◆ **LESETEXT**:
□ □ □
Herr Funke, an den Landtagswahlen am Wochenende in Deutschland hat die AfD in Sachsen 30,1 Prozent der Wählerstimmen geholt, in Thüringen 32,8 Prozent – wodurch erstmals eine rechtsradikale Partei die stärkste Kraft in einem deutschen Bundesland wird. Was ging Ihnen durch den Kopf, als Sie diese Ergebnisse gesehen haben?
Hajo Funke: Ich war nicht erstaunt. Wahlumfragen haben bereits angedeutet, dass die AfD in diesen beiden Bundesländern stark zulegen wird. Und trotzdem bin ich auch überrascht worden von diesem Ergebnis. Im negativen Sinne. Die AfD hat ein bis zwei Prozent besser abgeschnitten, als es die Umfragen vorhergesagt haben. Ich vermute, dass das Attentat in Solingen dieses Ergebnis befeuert hat. Dieser Wahlausgang ist sehr bitter – für die beiden Bundesländer, aber vor allem für unsere Demokratie. Es zeigt, wie tief verankert die rechtsextreme Partei in den beiden Bundesländern ist.
War der Sonntag ein schwarzer Tag für die Demokratie Deutschlands?
Ich würde eher sagen, die deutsche Demokratie kommt gerade noch mit zwei blauen Augen davon. Es war von Anfang an klar, dass keine der anderen Parteien bereit ist, mit der AfD eine Koalition zu bilden. Und dem ist noch immer so, auch wenn die AfD nun stärkste Partei in Thüringen und zweitstärkste in Sachsen ist. Die anderen Parteien müssen sich jetzt zu einer Koalition zusammenschliessen, um in ihrem Bundesland zu regieren.
Und glauben Sie, das werden Sie schaffen?
Die Parteien in den beiden Bundesländern sind sehr kompromissbereit und gewillt, die Demokratie gegen die AfD zu verteidigen. Sie sind bereit, über Parteigrenzen hinweg zu politisieren. Es werden sicher keine einfachen und schnellen Koalitionsverhandlungen, aber man wird es schaffen. Davon bin ich überzeugt. Dass es überhaupt noch möglich ist, eine Koalition ohne die AfD zu bilden, ist dem Bündnis Sahra Wagenknecht (BSW) zu verdanken. Das meine ich damit, dass die deutsche Demokratie mit zwei blauen Augen davongekommen ist. Das Bündnis Sahra Wagenknecht hat unsere Demokratie gerettet.
Das Bündnis Sahra Wagenknecht, das die ehemalige Linke-Politikerin Sahra Wagenknecht erst im Januar gegründet hat, hat Schlimmeres verhindert?
□ □ □
◆ **ANGEZEIGTE DATEN**:
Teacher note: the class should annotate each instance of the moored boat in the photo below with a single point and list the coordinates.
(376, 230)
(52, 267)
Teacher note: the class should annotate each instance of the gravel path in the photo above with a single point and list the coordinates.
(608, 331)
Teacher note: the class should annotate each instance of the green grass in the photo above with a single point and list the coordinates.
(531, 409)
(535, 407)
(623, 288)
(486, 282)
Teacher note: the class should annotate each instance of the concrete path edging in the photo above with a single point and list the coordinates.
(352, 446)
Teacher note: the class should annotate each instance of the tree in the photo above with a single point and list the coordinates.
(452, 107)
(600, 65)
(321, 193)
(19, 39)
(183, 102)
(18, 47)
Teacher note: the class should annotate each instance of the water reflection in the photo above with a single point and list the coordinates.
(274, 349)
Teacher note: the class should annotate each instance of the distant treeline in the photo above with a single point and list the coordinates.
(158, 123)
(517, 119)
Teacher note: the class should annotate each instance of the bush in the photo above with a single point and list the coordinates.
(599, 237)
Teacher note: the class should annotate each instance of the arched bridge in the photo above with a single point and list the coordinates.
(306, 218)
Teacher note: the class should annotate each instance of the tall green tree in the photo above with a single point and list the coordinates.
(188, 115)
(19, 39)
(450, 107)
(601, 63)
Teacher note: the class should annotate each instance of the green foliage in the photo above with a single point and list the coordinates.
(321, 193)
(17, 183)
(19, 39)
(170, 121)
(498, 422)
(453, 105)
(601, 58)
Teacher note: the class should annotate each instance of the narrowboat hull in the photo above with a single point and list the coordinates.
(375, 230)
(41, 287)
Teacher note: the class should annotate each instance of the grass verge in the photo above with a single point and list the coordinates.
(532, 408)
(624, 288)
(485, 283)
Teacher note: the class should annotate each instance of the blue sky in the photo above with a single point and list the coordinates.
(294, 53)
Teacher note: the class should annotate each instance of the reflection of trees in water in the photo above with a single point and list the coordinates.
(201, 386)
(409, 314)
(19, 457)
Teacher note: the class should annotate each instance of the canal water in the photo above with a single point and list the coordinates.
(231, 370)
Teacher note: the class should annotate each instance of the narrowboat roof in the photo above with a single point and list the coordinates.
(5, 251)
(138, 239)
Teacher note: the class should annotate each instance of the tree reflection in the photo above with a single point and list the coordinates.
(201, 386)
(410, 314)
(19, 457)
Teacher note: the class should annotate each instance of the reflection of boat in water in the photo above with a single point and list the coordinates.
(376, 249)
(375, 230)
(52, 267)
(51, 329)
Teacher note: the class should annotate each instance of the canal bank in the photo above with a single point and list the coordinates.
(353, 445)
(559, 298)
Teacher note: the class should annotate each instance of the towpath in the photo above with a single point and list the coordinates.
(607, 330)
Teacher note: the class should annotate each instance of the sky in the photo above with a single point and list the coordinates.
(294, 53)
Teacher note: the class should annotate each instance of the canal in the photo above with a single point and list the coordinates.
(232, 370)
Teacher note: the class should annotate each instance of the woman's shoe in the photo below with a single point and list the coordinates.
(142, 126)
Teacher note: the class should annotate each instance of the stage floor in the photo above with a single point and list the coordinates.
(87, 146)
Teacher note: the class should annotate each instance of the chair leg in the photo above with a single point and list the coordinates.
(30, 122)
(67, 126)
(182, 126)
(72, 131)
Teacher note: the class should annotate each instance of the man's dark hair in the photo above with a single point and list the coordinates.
□ □ □
◆ **ARBEITSAUFTRAG A**: Nenne alle geografischen Namen, also Staaten, Bundesländer und Städte, die im Interview über die Landtagswahlen vorkommen.
◆ **ARBEITSAUFTRAG B**: Führe das Interview über die Landtagswahlen in Sachsen und Thüringen nach seinem letzten Satz weiter.

◆ **ENDGÜLTIGE ANTWORT A**: Deutschland, Sachsen, Thüringen, Solingen

◆ **ENDGÜLTIGE ANTWORT B**:
Ja. In Sachsen gelang dem BSW ein Stimmanteil von 11,8 Prozent, in Thüringen ein Anteil von 15,8 Prozent. Es ist damit drittstärkste Partei in den beiden Bundesländern. In Sachsen können CDU, SPD und das BSW eine Regierungskoalition bilden, in Thüringen die CDU, SPD, Linke und BSW.
Wie lässt sich der Erfolg des BSW erklären?
Das BSW hat viele Nicht-Wähler angesprochen, aber auch viele Wähler der anderen Parteien abgezogen. Es wurde von Leuten gewählt, die frustriert und unzufrieden mit den Parteien in der Bundesregierung sind, also der SPD, FDP und Grünen. Aber auch einstige enttäuschte Wähler der CDU konnte das BSW abziehen.
Hat das BSW auch Wählerinnen und Wähler der AfD ausgespannt?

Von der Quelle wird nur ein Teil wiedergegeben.